§ **Objective 1**: Could you print the rows of the data listing line for line, from the line containing "Every instance of the wooden barn gets" through the last line of the rows, both ends included?

§ **Selected excerpt**:
━━━

MidLL: Rooting Research and Engagement in the Midwest

Midwest Landscape Lab offers students the opportunity to research distinct habitats and ecosystems of the region

MidLL: Rooting Research and Engagement in the Midwest

Through marram and sand reed grasses, a cohort of 27 graduate landscape architecture students explore the shoreline, coastal dunes, and forested areas of Saugatuck Dunes State Park. Occupying two and a half miles along Lake Michigan, the park features some of the largest freshwater dune systems in the world, and the foredune and interdunal wetlands trails reveal a wide variety of wildflowers and shrubs such as common milkweed, sand cress, bearberry, wild grape, and sand cherry to the students.

The three-day visit to the park in September of 2021 was the inaugural MidLL On Site field trip—an annual excursion to distinct habitats and ecosystems of the region. The extended outing was conducted through the Midwest Landscape Lab (MidLL), a Knowlton Landscape research and teaching initiative established in 2020 to focus on the ecological, material, and cultural forces that shape the Midwest.

MidLL’s research and educational methodologies are predicated on a ground-up approach that fosters field work and close investigation of local and regional Midwestern natural environments. 

Within this pedagogical framework, the Saugatuck Dunes experience promised direct observation, experiential knowledge, and the representation of the area’s significant landscape conditions according to Associate Professor of Landscape Architecture Katherine Jenkins, who led the trip and served as the first MidLL Coordinator. “During our time at the park, students conducted drawing and sketching exercises,” said Jenkins, “but our main goal was to walk through the landscape and observe a range of ecosystems in the Midwest.”

The Midwest Landscape Lab, as such, is locatable where the work and research are being conducted—in the Knowlton School, within established seed banks on the Ohio State campus, at Waterman Farm, and during instances of fieldwork within Ohio and adjacent states.

“Instead of having a static, recognizable footprint, we see the lab as a collection of moments in a landscape, which can disperse and concentrate depending on the focus of study,” said current MidLL Coordinator Brendan Ayer, expressing both the potential and unique nature of the place-based work of the lab. 

MidLL (pronounced ‘middle’) is currently engaged in a number of scholarly and learning initiatives that align and often intersect with the teaching and research of the Knowlton School’s Landscape Architecture Section. What unites all MidLL activities—which range from the On Site trips to spring semester seminars and field-based research conducted by MidLL Research Fellows—is their focus on the ecological and environmental particularities and potential found in the Midwest.

━━━

Data listing
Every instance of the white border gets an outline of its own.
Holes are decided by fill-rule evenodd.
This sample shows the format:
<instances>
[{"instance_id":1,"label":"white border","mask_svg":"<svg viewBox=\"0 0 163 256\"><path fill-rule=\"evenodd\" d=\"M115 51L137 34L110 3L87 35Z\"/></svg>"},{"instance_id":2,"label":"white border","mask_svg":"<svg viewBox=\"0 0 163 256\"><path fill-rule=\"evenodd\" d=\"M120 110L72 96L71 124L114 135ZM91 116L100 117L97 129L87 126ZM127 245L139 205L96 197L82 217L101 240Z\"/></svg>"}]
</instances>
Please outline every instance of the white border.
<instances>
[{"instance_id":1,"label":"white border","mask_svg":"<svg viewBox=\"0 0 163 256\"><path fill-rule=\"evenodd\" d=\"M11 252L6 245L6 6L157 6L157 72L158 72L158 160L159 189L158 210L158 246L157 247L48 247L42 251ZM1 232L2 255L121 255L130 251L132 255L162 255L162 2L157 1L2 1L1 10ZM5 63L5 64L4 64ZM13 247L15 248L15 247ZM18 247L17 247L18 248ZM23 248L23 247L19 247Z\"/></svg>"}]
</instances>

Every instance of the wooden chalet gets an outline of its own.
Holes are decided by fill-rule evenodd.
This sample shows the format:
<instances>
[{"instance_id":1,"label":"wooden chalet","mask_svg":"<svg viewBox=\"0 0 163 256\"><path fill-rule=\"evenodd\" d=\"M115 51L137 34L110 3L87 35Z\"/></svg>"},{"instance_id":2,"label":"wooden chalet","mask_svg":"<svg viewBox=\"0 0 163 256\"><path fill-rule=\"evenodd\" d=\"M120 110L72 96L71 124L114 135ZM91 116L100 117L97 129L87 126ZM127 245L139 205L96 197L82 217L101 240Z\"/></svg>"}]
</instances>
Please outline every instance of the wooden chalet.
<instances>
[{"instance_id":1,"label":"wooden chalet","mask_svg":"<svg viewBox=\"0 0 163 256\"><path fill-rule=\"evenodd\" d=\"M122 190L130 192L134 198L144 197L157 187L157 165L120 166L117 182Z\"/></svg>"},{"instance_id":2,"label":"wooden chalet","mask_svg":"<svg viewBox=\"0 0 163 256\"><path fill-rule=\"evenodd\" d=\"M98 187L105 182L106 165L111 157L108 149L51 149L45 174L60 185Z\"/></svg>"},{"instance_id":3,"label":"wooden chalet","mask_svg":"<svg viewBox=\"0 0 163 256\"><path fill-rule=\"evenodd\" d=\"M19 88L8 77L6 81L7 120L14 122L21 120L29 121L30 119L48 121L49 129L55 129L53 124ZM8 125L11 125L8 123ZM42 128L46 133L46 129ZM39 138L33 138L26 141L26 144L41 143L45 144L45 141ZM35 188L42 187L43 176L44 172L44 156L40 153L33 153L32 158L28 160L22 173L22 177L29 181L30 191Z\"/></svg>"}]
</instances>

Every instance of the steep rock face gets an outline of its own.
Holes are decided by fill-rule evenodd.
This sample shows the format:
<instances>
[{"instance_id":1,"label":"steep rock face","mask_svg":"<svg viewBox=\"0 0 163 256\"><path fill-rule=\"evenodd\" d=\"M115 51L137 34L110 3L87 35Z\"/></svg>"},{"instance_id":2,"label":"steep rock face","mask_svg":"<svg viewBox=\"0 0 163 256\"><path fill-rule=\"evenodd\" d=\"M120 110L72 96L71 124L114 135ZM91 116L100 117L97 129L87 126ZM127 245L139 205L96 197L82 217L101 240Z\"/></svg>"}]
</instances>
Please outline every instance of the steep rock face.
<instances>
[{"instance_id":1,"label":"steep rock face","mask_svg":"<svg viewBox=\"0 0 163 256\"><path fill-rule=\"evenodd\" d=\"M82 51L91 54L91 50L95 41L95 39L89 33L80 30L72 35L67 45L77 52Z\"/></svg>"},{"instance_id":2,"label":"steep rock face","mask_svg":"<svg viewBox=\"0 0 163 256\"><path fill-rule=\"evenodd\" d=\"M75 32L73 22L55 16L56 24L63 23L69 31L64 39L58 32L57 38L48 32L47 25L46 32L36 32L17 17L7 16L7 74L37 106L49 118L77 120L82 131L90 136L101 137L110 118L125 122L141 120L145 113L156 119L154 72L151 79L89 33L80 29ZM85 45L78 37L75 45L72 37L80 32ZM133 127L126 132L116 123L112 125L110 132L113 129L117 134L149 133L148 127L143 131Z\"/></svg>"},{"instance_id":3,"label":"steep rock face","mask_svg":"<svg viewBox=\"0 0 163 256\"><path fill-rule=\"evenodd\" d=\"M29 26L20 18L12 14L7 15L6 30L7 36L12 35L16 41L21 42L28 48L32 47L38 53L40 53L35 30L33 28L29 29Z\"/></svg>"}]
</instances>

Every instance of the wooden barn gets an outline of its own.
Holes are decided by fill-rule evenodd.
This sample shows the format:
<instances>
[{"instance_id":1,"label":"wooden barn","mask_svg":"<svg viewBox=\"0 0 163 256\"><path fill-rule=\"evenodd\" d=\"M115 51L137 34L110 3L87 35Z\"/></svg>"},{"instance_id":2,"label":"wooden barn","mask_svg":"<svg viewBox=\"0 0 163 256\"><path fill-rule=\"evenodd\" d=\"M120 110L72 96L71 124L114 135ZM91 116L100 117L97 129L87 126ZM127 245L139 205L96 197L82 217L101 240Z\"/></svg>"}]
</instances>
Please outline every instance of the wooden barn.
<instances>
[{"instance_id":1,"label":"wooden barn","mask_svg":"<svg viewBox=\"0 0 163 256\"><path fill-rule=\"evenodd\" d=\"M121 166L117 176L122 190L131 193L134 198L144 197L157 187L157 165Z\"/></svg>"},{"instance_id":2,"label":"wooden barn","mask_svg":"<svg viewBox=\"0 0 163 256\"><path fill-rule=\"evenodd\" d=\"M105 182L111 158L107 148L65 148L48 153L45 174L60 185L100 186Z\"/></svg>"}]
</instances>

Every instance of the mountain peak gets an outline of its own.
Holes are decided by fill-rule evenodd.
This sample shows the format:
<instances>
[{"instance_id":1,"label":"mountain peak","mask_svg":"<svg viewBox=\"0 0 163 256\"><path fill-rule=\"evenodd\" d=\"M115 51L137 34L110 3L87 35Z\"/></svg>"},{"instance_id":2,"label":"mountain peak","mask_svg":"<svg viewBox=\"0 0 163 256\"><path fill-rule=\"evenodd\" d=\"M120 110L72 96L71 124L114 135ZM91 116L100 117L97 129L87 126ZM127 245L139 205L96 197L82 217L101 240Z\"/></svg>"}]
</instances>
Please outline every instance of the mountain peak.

━━━

§ **Objective 2**: Can you repeat the passage of the article on the Midwest Landscape Lab between "MidLL’s research and" and "Midwestern natural environments.", inclusive, with "ground-up approach" changed to "bottom-up approach"?

§ **Task solution 1**:
Every instance of the wooden barn gets an outline of its own.
Holes are decided by fill-rule evenodd.
This sample shows the format:
<instances>
[{"instance_id":1,"label":"wooden barn","mask_svg":"<svg viewBox=\"0 0 163 256\"><path fill-rule=\"evenodd\" d=\"M115 51L137 34L110 3L87 35Z\"/></svg>"},{"instance_id":2,"label":"wooden barn","mask_svg":"<svg viewBox=\"0 0 163 256\"><path fill-rule=\"evenodd\" d=\"M120 110L72 96L71 124L114 135ZM91 116L100 117L97 129L87 126ZM127 245L139 205L96 197L82 217L101 240Z\"/></svg>"}]
</instances>
Please outline every instance of the wooden barn.
<instances>
[{"instance_id":1,"label":"wooden barn","mask_svg":"<svg viewBox=\"0 0 163 256\"><path fill-rule=\"evenodd\" d=\"M121 166L117 176L122 190L131 193L134 198L144 197L157 187L157 165Z\"/></svg>"},{"instance_id":2,"label":"wooden barn","mask_svg":"<svg viewBox=\"0 0 163 256\"><path fill-rule=\"evenodd\" d=\"M105 182L111 158L107 148L65 148L48 153L45 174L60 185L100 186Z\"/></svg>"}]
</instances>

Every instance of the mountain peak gets an outline of its own.
Holes are decided by fill-rule evenodd.
This sample shows the format:
<instances>
[{"instance_id":1,"label":"mountain peak","mask_svg":"<svg viewBox=\"0 0 163 256\"><path fill-rule=\"evenodd\" d=\"M115 51L137 34L110 3L87 35Z\"/></svg>"},{"instance_id":2,"label":"mountain peak","mask_svg":"<svg viewBox=\"0 0 163 256\"><path fill-rule=\"evenodd\" d=\"M120 110L72 96L71 124L114 135ZM91 116L100 117L97 129L87 126ZM127 245L139 205L96 197L82 217L101 240Z\"/></svg>"}]
</instances>
Please outline every instance of the mountain peak.

§ **Task solution 2**:
MidLL’s research and educational methodologies are predicated on a bottom-up approach that fosters field work and close investigation of local and regional Midwestern natural environments.